Source text ▸
- - - -

The phone is ubiquitous, and it may be taking away a basic human need: sound and restful sleep.
How should the sleep/wake cycle work?
First of all, we awake to bright sunshine. Light enters the eye and stimulates serotonin production. Serotonin is a natural “upper” and mood elevator. Thus, we quickly become awake and invigorated. The bright sunshine also suppresses melatonin, the sleep inducer. Yet at evening light disappears (at least that is how nature intended it), melatonin levels rise, and serotonin levels diminish. We begin to feel sleepy and ideally retire for a good night’s rest. It is a perfect system for our needs—unless we stay up beyond biologically natural hours by using artificial lighting.
Then, the phone throws a wrench into the works!
Particularly, a phone, tablet, computer monitor and other electronic device that emits blue light can interfere with sleep cycles. This may leave you wide-awake and staring at the ceiling when you should be sleeping peacefully. Furthermore, you may feel “out of sync” the next day due to lack of rest. We hear a plethora of advice about using blue-blocker screens, and heaven forbid, giving up the devices at night! Regrettably, however, some humans would rather die than not check their devices just before, and many times during, bedtime. Perhaps they are incorrigibly addicted to the phone, tablet, etc. In addition, such activities inhibit melatonin secretion. Best to eschew the phone by night and embrace the sun by day!
So, is there any way to cater to our phone addictions and still get some shut-eye?
An interesting study showed that exposure to constant bright light, for several hours daily, stopped sleeplessness and let melatonin dominate at night. The researchers compared subjects reading a book (no blue light) and a tablet (lots of blue light). They also assessed sleep patterns and melatonin concentrations. Both groups had identical results for melatonin and sleep patterns. From this research, it appears that we can have our cake and eat it too, provided we receive plenty of sunlight. Most noteworthy was that it was not lack of blue light (when the devices were removed) that enhanced sleep. Rather, it was the bright light exposure in the day. Hence, we can evade sleep-deprivation punishment for excessive device use if we take our time in the sunlight!
So is there other research indicative of the night-time-sleep-inducing effects of daytime sun exposure?
There are several. For a full discussion, I suggest you read my book, Embrace the Sun, co-authored by Dr. William Grant.
Another investigation established that people whose workplaces have windows are able to sleep about 46 minutes per night longer on average, than those who have no natural light access. Those with windows also are generally happier, have fewer ailments, and experience better vitality than their window-less counterparts.
Why is sleep so important to health, regardless of cell phone, sunlight, etc.?
Another article shows that too little sleep can be deadly. Forbes Magazine online printed an excellent article on sunlight and sleep, which listed the following horrendous statistics: “In 2012, 60 million Americans filled prescriptions for sleeping pills, up from 46 million in 2006.” The article discusses the potential dangers of sleep medications, showing that those who take 18 sleeping pills per year have a tripling of the risk of death compared to those who take fewer than 18.
Do not expect the drug companies to be touting these stats. Take matters in your own hands and get some daily, non-burning sun exposure. In addition, read Embrace the Sun,
Blue light is a light spectrum, emitted by the sun. It also emitted by technology devices and therefore has fallen into disrepute. First of all, blue light in the evening (typical with TV/Computer/Cellular phones) is not healthful. It is especially relevant that it inhibits melatonin, which is needed for sound sleep.  Hence, we are warned about the deleterious effects of using our phone, tablets, TVs and computer late at night.

- - - -

[Saved data entries]
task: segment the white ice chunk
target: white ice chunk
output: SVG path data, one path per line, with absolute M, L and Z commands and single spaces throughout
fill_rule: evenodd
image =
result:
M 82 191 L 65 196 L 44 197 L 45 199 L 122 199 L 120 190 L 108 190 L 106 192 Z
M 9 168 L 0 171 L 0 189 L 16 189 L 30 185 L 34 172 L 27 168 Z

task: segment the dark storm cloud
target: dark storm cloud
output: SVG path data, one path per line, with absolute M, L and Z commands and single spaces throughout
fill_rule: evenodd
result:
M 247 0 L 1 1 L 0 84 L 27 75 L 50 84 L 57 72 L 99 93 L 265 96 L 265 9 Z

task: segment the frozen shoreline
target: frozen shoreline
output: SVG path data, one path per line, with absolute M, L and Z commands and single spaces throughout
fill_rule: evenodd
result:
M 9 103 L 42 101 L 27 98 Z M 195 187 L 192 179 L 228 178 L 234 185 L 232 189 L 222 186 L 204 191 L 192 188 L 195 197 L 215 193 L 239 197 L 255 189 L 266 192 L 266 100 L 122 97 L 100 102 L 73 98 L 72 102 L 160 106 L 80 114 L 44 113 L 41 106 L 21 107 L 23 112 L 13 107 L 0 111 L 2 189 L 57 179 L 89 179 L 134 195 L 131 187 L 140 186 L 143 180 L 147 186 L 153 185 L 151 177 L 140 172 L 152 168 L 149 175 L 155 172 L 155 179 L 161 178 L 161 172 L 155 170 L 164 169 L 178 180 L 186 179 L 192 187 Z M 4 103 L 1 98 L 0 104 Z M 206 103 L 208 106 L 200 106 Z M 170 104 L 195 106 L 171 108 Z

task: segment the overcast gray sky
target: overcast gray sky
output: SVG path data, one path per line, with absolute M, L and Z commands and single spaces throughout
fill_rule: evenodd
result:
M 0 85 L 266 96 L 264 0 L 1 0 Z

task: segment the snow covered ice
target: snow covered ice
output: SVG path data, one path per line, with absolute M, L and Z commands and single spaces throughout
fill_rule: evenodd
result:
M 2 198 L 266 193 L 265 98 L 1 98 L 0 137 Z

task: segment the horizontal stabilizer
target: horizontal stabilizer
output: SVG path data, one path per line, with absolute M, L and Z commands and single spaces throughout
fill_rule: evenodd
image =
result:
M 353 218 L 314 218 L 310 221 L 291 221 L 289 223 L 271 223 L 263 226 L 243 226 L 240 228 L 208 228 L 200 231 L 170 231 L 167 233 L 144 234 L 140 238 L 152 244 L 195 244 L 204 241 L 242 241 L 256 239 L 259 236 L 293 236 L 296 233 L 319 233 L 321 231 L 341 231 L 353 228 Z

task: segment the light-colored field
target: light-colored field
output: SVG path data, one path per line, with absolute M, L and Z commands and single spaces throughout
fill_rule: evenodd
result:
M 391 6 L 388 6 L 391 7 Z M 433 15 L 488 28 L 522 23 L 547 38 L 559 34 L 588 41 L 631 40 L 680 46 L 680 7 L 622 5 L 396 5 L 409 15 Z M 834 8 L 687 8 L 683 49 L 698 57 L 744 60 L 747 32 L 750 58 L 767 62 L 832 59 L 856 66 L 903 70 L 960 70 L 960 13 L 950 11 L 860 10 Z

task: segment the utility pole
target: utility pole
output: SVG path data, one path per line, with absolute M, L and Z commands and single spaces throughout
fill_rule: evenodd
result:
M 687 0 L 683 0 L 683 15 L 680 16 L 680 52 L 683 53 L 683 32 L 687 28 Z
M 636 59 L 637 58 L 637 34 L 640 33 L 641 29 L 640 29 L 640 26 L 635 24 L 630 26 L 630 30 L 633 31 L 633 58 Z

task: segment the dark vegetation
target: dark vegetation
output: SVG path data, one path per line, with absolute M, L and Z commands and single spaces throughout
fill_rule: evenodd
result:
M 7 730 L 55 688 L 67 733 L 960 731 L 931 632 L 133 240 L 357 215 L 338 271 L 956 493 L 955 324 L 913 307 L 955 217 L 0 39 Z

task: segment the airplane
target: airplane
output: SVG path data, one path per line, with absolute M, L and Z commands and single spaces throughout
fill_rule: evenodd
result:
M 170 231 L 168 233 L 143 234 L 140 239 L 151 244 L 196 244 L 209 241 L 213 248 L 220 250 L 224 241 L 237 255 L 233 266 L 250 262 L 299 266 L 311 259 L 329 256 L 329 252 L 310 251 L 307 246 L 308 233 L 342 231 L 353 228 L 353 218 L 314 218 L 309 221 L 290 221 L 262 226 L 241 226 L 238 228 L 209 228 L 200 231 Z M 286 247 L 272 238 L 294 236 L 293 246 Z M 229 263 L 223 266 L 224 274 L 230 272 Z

- - - -

Task requirements ▸
A. According to the sleep article, how many Americans filled prescriptions for sleeping pills in 2012?
B. Please rewrite the sleep article between "How should the" and "using artificial lighting.", inclusive, changing "bright sunshine" to "morning sunlight".
Rely on the sleep article alone, not the lines.

Responses for each task ▸
A. 60 million

B.
How should the sleep/wake cycle work?
First of all, we awake to morning sunlight. Light enters the eye and stimulates serotonin production. Serotonin is a natural “upper” and mood elevator. Thus, we quickly become awake and invigorated. The morning sunlight also suppresses melatonin, the sleep inducer. Yet at evening light disappears (at least that is how nature intended it), melatonin levels rise, and serotonin levels diminish. We begin to feel sleepy and ideally retire for a good night’s rest. It is a perfect system for our needs—unless we stay up beyond biologically natural hours by using artificial lighting.